### [TEXT SHOWN]
* start *

Something that I've been getting into recently is Unity. The non-pro version is free and the scripting is done in C# (or JavaScript or Boo if you are adventurous).
Although they are both technically engines and not games, I've tried UDK on my university machines and in my oppinion UDK feels a bit more like programming, while Unity feels more like modding (interpret it as you wish). I've modded Tiberian Sun, RA2 (before Ares), Renegade (before scripts.dll) and Generals before and I also have some experience with programming (some C/C++ and Python, less C# (Silverlight 3.5) and AS3, little to almost none Scheme and Prolog).
Both engines don't let you do "hardcore" memory-level programming (except Unity Pro which allows it).
Unity has less features than UDK, thought (especially the non-pro version), but it's lighter than UDK, thus I think it's better if you're doing it for the fun of it (just like modding). Both engines are free (if you're making a free game) and UDK has an advantage that you can make iOS and Android apps for free (unlike Unity).
The licensing options are pretty nice as well if you want to take it further.

* end *

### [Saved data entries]

* start *

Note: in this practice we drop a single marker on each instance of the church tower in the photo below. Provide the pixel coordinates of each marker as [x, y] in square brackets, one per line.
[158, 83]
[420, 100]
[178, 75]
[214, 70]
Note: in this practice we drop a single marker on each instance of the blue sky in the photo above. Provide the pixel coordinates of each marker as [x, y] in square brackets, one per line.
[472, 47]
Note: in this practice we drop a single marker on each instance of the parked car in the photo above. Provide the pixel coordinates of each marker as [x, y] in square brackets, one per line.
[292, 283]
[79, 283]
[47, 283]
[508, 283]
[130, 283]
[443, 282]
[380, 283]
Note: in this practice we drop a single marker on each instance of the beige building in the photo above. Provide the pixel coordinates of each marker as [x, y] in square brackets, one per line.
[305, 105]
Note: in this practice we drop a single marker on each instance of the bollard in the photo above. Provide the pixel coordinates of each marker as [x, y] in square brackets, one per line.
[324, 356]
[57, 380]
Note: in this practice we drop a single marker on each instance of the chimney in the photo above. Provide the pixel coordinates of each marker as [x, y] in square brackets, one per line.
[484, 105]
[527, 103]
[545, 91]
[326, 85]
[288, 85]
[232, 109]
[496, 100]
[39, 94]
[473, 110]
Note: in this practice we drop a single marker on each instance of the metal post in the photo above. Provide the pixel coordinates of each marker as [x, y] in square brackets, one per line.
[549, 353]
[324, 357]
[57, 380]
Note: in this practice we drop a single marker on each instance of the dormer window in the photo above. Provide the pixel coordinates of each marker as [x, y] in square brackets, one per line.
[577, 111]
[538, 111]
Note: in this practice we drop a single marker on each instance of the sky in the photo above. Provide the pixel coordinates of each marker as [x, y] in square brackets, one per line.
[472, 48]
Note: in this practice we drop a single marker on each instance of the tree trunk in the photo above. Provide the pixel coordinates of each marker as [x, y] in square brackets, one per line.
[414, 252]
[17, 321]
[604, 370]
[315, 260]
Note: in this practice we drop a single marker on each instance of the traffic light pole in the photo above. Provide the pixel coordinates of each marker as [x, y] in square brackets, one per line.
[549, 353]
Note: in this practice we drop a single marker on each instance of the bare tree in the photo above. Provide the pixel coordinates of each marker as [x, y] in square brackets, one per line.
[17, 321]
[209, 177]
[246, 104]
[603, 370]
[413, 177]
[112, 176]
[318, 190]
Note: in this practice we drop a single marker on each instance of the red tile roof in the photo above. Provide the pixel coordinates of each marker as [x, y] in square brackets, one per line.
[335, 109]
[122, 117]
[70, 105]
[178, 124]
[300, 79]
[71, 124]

* end *

### [DIRECTION]
In the game engine comparison, retype the passage that begins at the words "Although they are" and stops after the words "free (unlike Unity).". The listing has no connection to the game engine comparison.

### [SOLUTION]
Although they are both technically engines and not games, I've tried UDK on my university machines and in my oppinion UDK feels a bit more like programming, while Unity feels more like modding (interpret it as you wish). I've modded Tiberian Sun, RA2 (before Ares), Renegade (before scripts.dll) and Generals before and I also have some experience with programming (some C/C++ and Python, less C# (Silverlight 3.5) and AS3, little to almost none Scheme and Prolog).
Both engines don't let you do "hardcore" memory-level programming (except Unity Pro which allows it).
Unity has less features than UDK, thought (especially the non-pro version), but it's lighter than UDK, thus I think it's better if you're doing it for the fun of it (just like modding). Both engines are free (if you're making a free game) and UDK has an advantage that you can make iOS and Android apps for free (unlike Unity).